• [Provided data]:
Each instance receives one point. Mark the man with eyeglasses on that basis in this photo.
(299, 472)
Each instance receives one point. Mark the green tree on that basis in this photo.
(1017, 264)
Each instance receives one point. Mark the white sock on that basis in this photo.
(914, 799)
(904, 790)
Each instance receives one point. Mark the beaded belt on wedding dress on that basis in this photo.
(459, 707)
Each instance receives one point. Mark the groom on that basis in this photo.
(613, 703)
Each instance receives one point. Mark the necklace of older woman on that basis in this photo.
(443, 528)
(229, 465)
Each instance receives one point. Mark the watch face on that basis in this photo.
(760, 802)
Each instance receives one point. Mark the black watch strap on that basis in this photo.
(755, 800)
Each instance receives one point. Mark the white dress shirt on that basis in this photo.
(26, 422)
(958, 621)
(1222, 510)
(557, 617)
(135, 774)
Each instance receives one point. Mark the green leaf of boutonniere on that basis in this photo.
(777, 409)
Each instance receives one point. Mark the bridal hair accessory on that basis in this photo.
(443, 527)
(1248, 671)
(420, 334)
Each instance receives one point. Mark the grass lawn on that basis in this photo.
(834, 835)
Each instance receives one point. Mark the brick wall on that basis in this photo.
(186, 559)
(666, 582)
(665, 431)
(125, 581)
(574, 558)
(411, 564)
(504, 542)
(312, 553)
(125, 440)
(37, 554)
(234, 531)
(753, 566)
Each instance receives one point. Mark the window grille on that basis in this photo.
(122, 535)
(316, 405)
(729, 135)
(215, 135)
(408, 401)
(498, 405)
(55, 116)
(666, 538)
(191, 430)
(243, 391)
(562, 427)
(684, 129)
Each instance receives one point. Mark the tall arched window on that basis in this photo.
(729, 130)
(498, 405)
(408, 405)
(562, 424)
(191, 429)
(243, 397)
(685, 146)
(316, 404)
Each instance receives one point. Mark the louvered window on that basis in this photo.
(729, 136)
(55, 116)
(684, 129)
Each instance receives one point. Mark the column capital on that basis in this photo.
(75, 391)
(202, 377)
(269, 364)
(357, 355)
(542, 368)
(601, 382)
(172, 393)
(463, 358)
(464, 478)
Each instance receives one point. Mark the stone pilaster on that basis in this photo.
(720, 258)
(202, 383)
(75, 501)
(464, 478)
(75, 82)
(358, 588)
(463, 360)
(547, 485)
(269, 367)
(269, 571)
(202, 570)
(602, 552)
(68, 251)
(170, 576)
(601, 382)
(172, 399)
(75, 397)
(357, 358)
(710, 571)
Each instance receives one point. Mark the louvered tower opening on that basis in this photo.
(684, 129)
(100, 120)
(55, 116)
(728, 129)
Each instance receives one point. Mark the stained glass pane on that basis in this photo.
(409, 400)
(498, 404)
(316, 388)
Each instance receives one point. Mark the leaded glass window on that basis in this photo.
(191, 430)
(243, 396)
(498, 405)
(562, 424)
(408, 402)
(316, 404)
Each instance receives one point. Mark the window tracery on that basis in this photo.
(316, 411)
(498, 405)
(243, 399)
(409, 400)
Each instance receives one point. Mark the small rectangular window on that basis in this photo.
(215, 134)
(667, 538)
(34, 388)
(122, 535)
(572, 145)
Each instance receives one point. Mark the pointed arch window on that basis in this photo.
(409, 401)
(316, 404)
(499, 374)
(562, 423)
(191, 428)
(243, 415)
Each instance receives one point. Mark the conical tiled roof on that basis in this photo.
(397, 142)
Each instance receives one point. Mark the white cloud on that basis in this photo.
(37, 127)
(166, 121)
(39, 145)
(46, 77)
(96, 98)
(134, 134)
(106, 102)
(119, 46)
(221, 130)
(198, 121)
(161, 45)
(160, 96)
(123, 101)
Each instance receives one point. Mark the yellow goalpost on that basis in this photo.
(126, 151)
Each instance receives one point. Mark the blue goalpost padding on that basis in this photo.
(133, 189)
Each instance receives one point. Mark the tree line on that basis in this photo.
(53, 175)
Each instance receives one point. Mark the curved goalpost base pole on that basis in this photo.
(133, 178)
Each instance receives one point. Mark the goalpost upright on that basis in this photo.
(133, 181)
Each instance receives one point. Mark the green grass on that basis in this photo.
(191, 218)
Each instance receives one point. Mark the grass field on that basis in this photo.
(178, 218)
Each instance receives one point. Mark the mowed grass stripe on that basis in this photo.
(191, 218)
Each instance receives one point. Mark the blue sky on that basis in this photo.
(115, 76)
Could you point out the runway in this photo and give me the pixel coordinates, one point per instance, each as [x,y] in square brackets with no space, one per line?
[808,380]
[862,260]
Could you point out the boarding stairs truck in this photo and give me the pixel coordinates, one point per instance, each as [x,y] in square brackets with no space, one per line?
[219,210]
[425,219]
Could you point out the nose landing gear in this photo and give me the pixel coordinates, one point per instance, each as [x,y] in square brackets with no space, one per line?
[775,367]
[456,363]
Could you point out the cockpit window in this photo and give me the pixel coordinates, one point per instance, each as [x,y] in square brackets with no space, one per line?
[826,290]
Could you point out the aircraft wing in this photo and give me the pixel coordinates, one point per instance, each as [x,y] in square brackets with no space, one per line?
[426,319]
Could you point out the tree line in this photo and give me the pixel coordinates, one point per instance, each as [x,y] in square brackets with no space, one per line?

• [Short exercise]:
Please copy out every item above, word for word.

• [Solution below]:
Each instance receives one point. Mark the man with eyeglasses on that basis in this photo.
(299, 472)
Each instance receives one point. Mark the green tree on that basis in this photo.
(1017, 264)
Each instance receives one point. Mark the white sock on that basis in this photo.
(914, 799)
(904, 790)
Each instance receives one point. Mark the beaded belt on wedding dress on that basis in this photo.
(459, 707)
Each instance receives one point. Mark the groom on that basis in this photo.
(613, 703)
Each instance receives one point. Mark the necklace of older woman on that basis in this photo.
(443, 528)
(229, 465)
Each instance receives one point. Mark the watch face on that basis in this photo.
(760, 802)
Each instance receives one point. Mark the black watch strap on that basis in this photo.
(755, 800)
Each instance receives one point. Mark the white dress shirt on that basis in this photo.
(26, 422)
(958, 621)
(1222, 510)
(557, 617)
(135, 774)
Each instance receives one point. Mark the green leaf of boutonniere on that basis in this photo.
(777, 409)
Each instance receives one point. Mark the bridal hair accessory on that basis in this photo.
(443, 527)
(1248, 671)
(420, 334)
Each instance receives one point. Mark the grass lawn on that basis in this photo.
(834, 835)
Each instance receives one point. Mark the brick wall on that basis in this photo.
(186, 559)
(666, 582)
(665, 431)
(125, 581)
(574, 558)
(411, 564)
(504, 542)
(312, 553)
(125, 440)
(37, 554)
(234, 531)
(753, 566)
Each instance receives one point. Mark the window grille on that basis in this photo.
(122, 535)
(316, 405)
(729, 135)
(215, 135)
(408, 401)
(498, 405)
(55, 116)
(666, 538)
(191, 430)
(243, 391)
(562, 427)
(684, 129)
Each instance receives one point. Mark the tall arched window on that basis in this photo.
(729, 130)
(498, 405)
(408, 405)
(562, 424)
(191, 429)
(243, 397)
(685, 146)
(316, 404)
Each instance receives one point. Mark the louvered window on that basis in this photo.
(729, 136)
(55, 116)
(684, 129)
Each instance receives one point. Mark the column capital on that basis in this photo.
(75, 391)
(202, 377)
(269, 364)
(357, 355)
(542, 368)
(601, 382)
(172, 393)
(463, 358)
(464, 478)
Each instance receives one point. Mark the stone pilaster on that basis in this photo.
(720, 258)
(202, 383)
(75, 501)
(464, 478)
(75, 82)
(358, 588)
(463, 360)
(547, 485)
(269, 367)
(269, 571)
(202, 570)
(602, 552)
(68, 251)
(170, 576)
(601, 382)
(172, 399)
(75, 397)
(357, 358)
(710, 571)
Each instance receives one point. Mark the louvered tower opening on that basis in this photo.
(684, 129)
(100, 120)
(55, 116)
(728, 129)
Each instance receives one point. Mark the stained glass pane on that basis in this photo.
(409, 400)
(498, 404)
(316, 388)
Each instance receives one point. Mark the leaded glass window on that basis in this photo.
(191, 430)
(243, 396)
(498, 405)
(562, 424)
(408, 402)
(316, 404)
Each instance receives one point. Mark the window tracery on that basis in this photo.
(316, 411)
(498, 405)
(243, 399)
(409, 400)
Each instance receives one point. Mark the small rectangular window on that basis in this photo.
(215, 134)
(667, 538)
(34, 388)
(122, 535)
(572, 145)
Each instance receives one point. Mark the pointed arch window on that basis in this photo.
(409, 401)
(316, 404)
(499, 374)
(562, 423)
(191, 428)
(243, 415)
Each instance receives one point. Mark the conical tiled roof on that basis in this photo.
(397, 142)
Each instance receives one point. Mark the white cloud on that basis in this photo.
(37, 127)
(166, 121)
(39, 145)
(46, 77)
(96, 98)
(134, 134)
(106, 102)
(119, 46)
(221, 130)
(198, 121)
(161, 45)
(160, 96)
(123, 101)
Each instance receives one point. Mark the yellow goalpost on that basis in this photo.
(126, 151)
Each instance receives one point. Mark the blue goalpost padding on that basis in this photo.
(133, 189)
Each instance receives one point. Mark the tree line on that basis in this photo.
(53, 175)
Each instance receives one point. Mark the curved goalpost base pole on that basis in this photo.
(133, 178)
Each instance receives one point. Mark the goalpost upright on that basis in this photo.
(133, 181)
Each instance receives one point. Mark the green grass on that basis in this photo.
(191, 218)
Each instance receives one point. Mark the grass field on that basis in this photo.
(178, 218)
Each instance receives one point. Mark the mowed grass stripe on that basis in this photo.
(191, 218)
Each instance receives one point. Mark the blue sky on that basis in this photo.
(115, 76)
Could you point out the runway in this photo and give me the pixel coordinates, one point per instance, each as [x,y] in square brackets with no space, one per line?
[808,380]
[862,260]
Could you point out the boarding stairs truck in this photo and give me the pixel coordinates, one point per instance, each as [x,y] in square brackets with no space, one per line?
[219,210]
[425,219]
Could you point out the nose landing gear in this photo and give me the pixel coordinates, one point per instance, each as [x,y] in square brackets with no space, one per line?
[775,367]
[456,363]
Could you point out the cockpit window in this photo and give me the pixel coordinates, one point per instance, each as [x,y] in square brackets with no space, one per line?
[826,290]
Could you point out the aircraft wing in this photo and give me the pixel coordinates, one point per instance, each as [x,y] in square brackets with no space, one per line?
[426,319]
Could you point out the tree line in this photo and give me the pixel coordinates, one point per instance, each as [x,y] in square brackets with no space, one per line?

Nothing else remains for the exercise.